* _Text_
Hong Kong was struck with an unprecedented quiz show frenzy this summer with ATV' s "Who Wants to be a Millionaire" and TVB' s "The Weakest Link" battling for viewers and sponsors. Both local television stations were licensed by the creators of the respective television shows, with BBC, the creators of "The Weakest Link" generating substantial media coverage by requiring the local Chinese host, Dodo Cheng to adopt a "schoolmistress" manner in order to preserve a consistent tone of the television programme internationally. Television programme creators have, through contractual provisions, retained significant control over the production of localised versions of their television programmes. However, in the absence of contractual agreements, are there any rights in television formats and, if so, how can television creators protect such rights?

One of the first (and few) cases concerning television formats Green v. Broadcasting Corporation of New Zealand [1] involved the creator and compere of a television talent quest programme, Hughie Green and his show "Opportunity Knocks" which aired in the United Kingdom in the early 1960s until 1978. Hughie Green sued a television station in New Zealand for copyright infringement and passing off in relation to the television station' s talent quest programme, also entitled "Opportunity Knocks" . The New Zealand programme contained certain features of the British programme, including, amongst other things, the name, various catchphrases used by Green, the use of "sponsors" to introduce contestants and a "clapometer" to measure studio reaction. Green failed on both the copyright infringement and passing off claims in the New Zealand Court of Appeal and the copyright claim in an appeal before the English Privy Council[2]. This was the case even though the New Zealand Court of Appeal conceded that certain features of the New Zealand version, in particular the catchphrases, had been copied from the original United Kingdom version.

* _Given data_

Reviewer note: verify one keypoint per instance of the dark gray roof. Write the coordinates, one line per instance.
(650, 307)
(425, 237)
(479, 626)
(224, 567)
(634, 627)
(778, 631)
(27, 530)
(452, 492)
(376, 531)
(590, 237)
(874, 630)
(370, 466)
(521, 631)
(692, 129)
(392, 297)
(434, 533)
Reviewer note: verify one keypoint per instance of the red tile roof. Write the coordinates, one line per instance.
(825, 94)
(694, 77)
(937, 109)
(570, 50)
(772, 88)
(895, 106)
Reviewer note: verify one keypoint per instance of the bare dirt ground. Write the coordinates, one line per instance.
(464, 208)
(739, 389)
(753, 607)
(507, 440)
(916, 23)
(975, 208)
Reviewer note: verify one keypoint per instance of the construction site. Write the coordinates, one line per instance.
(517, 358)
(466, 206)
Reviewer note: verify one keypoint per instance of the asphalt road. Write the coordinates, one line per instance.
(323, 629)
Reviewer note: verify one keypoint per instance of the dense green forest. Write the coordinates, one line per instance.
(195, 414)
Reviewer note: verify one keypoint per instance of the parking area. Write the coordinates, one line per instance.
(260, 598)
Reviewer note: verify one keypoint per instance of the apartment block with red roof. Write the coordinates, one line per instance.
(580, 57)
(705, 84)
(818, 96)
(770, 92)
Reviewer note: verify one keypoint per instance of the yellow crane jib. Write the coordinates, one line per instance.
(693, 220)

* _Request_
Retype the passage in the television formats text above, from "Hong Kong was" up to and including "protect such rights?", with no changes.

* _The output_
Hong Kong was struck with an unprecedented quiz show frenzy this summer with ATV' s "Who Wants to be a Millionaire" and TVB' s "The Weakest Link" battling for viewers and sponsors. Both local television stations were licensed by the creators of the respective television shows, with BBC, the creators of "The Weakest Link" generating substantial media coverage by requiring the local Chinese host, Dodo Cheng to adopt a "schoolmistress" manner in order to preserve a consistent tone of the television programme internationally. Television programme creators have, through contractual provisions, retained significant control over the production of localised versions of their television programmes. However, in the absence of contractual agreements, are there any rights in television formats and, if so, how can television creators protect such rights?